---------- Extracted records ----------

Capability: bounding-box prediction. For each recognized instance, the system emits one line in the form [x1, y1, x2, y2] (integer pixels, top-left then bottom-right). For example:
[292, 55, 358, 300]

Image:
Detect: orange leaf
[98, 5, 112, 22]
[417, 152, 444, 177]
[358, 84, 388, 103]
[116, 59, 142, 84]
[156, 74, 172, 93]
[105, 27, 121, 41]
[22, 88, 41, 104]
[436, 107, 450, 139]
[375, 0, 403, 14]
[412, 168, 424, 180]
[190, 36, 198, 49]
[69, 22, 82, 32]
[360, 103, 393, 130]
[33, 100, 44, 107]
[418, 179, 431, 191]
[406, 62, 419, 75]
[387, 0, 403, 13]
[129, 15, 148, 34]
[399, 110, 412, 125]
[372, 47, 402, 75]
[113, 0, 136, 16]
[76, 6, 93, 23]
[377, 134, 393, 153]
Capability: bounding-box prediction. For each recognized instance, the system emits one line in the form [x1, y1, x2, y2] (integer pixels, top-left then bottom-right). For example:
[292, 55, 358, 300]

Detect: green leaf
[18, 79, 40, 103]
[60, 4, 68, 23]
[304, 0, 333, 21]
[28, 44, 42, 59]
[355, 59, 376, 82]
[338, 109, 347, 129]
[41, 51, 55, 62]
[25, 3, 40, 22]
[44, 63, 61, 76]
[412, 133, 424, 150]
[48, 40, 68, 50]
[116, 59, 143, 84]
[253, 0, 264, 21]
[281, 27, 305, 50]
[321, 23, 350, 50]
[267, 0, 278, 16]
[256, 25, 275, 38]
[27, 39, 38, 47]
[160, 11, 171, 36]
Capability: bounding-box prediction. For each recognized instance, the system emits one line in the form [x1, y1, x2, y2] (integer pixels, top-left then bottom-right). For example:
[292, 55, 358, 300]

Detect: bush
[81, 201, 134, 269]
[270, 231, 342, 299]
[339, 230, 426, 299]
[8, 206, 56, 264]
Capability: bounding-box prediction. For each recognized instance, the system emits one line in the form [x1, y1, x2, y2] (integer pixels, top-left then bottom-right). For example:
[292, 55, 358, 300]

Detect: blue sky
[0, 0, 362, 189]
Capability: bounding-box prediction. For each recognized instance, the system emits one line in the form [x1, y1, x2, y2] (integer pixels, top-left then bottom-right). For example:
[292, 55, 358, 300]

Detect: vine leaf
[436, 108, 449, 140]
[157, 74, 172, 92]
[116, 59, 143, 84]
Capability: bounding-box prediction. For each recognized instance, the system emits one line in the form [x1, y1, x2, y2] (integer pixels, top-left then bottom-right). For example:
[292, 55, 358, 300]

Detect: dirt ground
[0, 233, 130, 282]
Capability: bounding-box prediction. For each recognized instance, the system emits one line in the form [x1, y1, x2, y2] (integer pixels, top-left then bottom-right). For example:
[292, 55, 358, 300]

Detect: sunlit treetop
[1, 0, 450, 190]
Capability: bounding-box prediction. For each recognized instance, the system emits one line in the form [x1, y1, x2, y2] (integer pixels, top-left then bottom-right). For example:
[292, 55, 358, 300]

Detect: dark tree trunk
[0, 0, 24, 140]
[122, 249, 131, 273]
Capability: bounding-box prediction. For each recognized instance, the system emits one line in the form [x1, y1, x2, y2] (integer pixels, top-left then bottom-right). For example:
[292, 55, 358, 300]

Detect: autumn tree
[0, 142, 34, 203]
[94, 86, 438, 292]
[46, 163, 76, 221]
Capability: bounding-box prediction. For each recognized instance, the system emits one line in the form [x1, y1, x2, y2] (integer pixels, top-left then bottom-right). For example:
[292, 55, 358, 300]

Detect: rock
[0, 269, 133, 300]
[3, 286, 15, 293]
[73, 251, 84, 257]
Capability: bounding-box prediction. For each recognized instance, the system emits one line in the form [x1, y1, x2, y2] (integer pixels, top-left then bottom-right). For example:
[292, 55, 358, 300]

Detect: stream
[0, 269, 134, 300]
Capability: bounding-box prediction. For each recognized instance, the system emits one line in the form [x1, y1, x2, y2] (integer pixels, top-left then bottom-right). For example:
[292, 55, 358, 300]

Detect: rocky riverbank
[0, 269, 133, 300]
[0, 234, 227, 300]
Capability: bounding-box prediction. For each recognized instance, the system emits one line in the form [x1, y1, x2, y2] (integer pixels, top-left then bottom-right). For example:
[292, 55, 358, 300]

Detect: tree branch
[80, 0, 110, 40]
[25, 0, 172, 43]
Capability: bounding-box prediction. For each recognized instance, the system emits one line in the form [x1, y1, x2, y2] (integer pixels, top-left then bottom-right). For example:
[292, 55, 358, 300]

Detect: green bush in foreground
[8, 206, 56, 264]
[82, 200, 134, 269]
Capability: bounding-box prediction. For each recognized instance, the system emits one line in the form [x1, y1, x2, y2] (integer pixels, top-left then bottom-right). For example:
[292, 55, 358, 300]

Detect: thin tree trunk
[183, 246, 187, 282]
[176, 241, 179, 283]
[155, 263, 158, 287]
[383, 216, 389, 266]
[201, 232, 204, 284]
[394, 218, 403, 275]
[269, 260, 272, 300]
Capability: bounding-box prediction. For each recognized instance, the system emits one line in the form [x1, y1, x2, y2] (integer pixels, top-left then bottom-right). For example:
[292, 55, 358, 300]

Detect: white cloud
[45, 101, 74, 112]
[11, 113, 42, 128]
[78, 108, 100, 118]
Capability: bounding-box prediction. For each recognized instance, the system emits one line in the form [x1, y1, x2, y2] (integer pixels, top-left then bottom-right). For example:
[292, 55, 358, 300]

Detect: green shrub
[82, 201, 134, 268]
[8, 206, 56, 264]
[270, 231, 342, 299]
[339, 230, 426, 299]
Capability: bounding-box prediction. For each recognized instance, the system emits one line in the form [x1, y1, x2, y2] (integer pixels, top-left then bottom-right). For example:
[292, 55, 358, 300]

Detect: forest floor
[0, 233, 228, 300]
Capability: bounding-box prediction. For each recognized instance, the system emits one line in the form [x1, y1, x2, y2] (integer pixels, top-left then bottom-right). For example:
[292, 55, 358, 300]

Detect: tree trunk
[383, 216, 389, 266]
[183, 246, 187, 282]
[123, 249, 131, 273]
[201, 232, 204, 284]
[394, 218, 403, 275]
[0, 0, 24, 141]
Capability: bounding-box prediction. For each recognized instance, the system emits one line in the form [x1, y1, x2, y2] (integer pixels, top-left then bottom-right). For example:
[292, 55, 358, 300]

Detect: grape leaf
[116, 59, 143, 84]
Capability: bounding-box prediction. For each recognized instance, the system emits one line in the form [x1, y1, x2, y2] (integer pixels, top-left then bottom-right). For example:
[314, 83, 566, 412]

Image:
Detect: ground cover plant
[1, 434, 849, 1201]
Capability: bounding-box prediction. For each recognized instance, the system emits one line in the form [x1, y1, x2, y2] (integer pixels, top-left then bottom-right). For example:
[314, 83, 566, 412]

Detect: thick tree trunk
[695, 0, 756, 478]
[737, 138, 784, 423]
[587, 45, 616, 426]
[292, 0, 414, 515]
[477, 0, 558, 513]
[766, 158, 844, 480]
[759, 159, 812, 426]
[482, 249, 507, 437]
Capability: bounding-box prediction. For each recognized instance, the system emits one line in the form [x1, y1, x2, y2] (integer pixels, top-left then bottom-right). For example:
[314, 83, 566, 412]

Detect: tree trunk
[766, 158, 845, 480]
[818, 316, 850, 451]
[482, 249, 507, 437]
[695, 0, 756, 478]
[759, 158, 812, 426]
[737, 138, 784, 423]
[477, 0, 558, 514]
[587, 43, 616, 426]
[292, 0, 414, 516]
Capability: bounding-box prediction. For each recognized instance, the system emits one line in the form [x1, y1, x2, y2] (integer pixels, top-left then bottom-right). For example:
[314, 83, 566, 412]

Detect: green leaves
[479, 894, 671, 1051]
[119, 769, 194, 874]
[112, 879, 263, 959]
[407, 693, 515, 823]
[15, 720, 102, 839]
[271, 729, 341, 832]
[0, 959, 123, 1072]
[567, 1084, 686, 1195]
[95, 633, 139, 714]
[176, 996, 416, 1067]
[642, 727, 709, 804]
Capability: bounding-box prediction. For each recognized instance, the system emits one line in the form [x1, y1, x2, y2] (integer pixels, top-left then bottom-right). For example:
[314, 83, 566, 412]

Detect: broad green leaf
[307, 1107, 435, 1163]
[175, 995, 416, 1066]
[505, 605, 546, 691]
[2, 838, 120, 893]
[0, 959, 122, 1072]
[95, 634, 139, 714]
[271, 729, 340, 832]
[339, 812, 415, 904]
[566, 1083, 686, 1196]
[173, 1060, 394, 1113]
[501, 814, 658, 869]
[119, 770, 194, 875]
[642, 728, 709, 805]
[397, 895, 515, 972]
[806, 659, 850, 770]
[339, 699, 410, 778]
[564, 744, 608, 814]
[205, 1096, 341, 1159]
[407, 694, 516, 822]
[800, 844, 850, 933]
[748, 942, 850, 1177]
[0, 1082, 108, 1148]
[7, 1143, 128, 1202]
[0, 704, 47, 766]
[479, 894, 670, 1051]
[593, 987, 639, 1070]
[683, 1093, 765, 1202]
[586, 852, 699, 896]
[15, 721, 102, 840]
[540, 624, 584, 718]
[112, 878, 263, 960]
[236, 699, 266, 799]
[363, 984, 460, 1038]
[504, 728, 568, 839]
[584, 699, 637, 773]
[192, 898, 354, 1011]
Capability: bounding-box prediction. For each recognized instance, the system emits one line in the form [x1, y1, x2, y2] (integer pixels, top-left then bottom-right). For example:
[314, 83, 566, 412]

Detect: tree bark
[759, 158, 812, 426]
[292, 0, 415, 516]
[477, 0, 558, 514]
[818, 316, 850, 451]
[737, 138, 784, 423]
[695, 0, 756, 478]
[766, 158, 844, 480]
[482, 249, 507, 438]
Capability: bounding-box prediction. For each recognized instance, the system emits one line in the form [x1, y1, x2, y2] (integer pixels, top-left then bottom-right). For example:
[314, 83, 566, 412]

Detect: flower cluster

----------

**What you need to do:** Retype, without changes, the lines from the line holding "Detect: tree bark" to the end of the data, both ends included.

**Exercise output:**
Detect: tree bark
[759, 158, 812, 426]
[292, 0, 415, 516]
[477, 0, 558, 514]
[818, 316, 850, 451]
[737, 138, 784, 423]
[695, 0, 756, 478]
[766, 158, 844, 480]
[482, 249, 507, 438]
Capability: bounding-box prediction. For each recognized instance, the system emits one line in the form [x1, y1, x2, y2] (integer pixels, top-left then bottom-right). For example:
[314, 83, 566, 412]

Detect: flower cluster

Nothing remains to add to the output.